## Aim of the task:
Omit the pictures, then reproduce every remaining record exactly.

## Supplied entries:

— start —

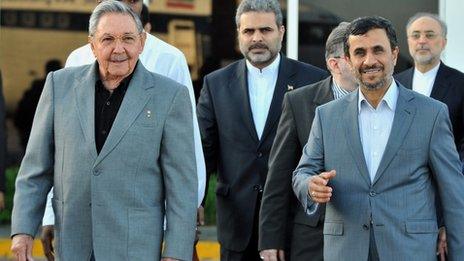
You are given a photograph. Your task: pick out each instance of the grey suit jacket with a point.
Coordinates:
(400, 202)
(111, 203)
(280, 208)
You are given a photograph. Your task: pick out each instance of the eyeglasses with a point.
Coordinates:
(108, 40)
(428, 35)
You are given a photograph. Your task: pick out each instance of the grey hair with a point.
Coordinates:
(260, 6)
(112, 6)
(444, 28)
(334, 43)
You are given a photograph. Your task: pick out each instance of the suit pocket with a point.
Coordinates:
(421, 227)
(333, 228)
(145, 233)
(222, 189)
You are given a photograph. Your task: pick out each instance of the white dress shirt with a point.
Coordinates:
(423, 82)
(375, 126)
(162, 58)
(261, 86)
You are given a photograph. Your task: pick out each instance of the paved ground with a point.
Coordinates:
(208, 248)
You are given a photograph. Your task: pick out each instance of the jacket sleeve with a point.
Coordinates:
(311, 163)
(275, 206)
(208, 129)
(177, 161)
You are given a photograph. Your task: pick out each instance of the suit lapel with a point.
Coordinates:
(353, 136)
(440, 86)
(324, 93)
(242, 97)
(134, 101)
(284, 79)
(404, 114)
(84, 90)
(409, 77)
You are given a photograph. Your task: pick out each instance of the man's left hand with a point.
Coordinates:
(442, 247)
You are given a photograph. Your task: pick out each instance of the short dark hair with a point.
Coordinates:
(444, 28)
(260, 6)
(362, 25)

— end —

## In response:
You are given a photograph. Your task: pick out each instance of the grey suit jacket with a point.
Coordinates:
(400, 202)
(111, 203)
(280, 208)
You are given a photograph. Your task: pick out each instance of the eyeglasses with a point.
Coordinates:
(108, 40)
(428, 35)
You are given a photograph. Your task: pick out each instance of the grey hair with a point.
Coordinates:
(260, 6)
(112, 6)
(444, 28)
(334, 43)
You are given a photograph. Your task: pick out each instance of the suit pocket with a point.
Coordinates:
(421, 227)
(333, 228)
(145, 233)
(222, 189)
You are given a photograph. Your task: pick out each instance of the white dress shirt with a point.
Coordinates:
(423, 82)
(375, 126)
(162, 58)
(261, 86)
You are given a photograph. Your task: pick out each instance of the paved ground with a point.
Coordinates:
(208, 248)
You are given a photograph. Your task: pick out each instance of the jacket sleeve with a point.
Coordinates:
(311, 163)
(275, 206)
(208, 129)
(177, 161)
You are given a photograph. Your task: pick out each instance of the suit lapel with a point.
Coordinates:
(353, 136)
(440, 86)
(324, 93)
(242, 97)
(134, 101)
(284, 79)
(404, 114)
(84, 90)
(409, 77)
You are given a photograph. Your task: pick out each instance of the man's left hand with a point.
Coordinates:
(442, 247)
You are given a photograph. Your task: pick out each instance of the short dark hair with a point.
Coordinates:
(444, 28)
(260, 6)
(362, 25)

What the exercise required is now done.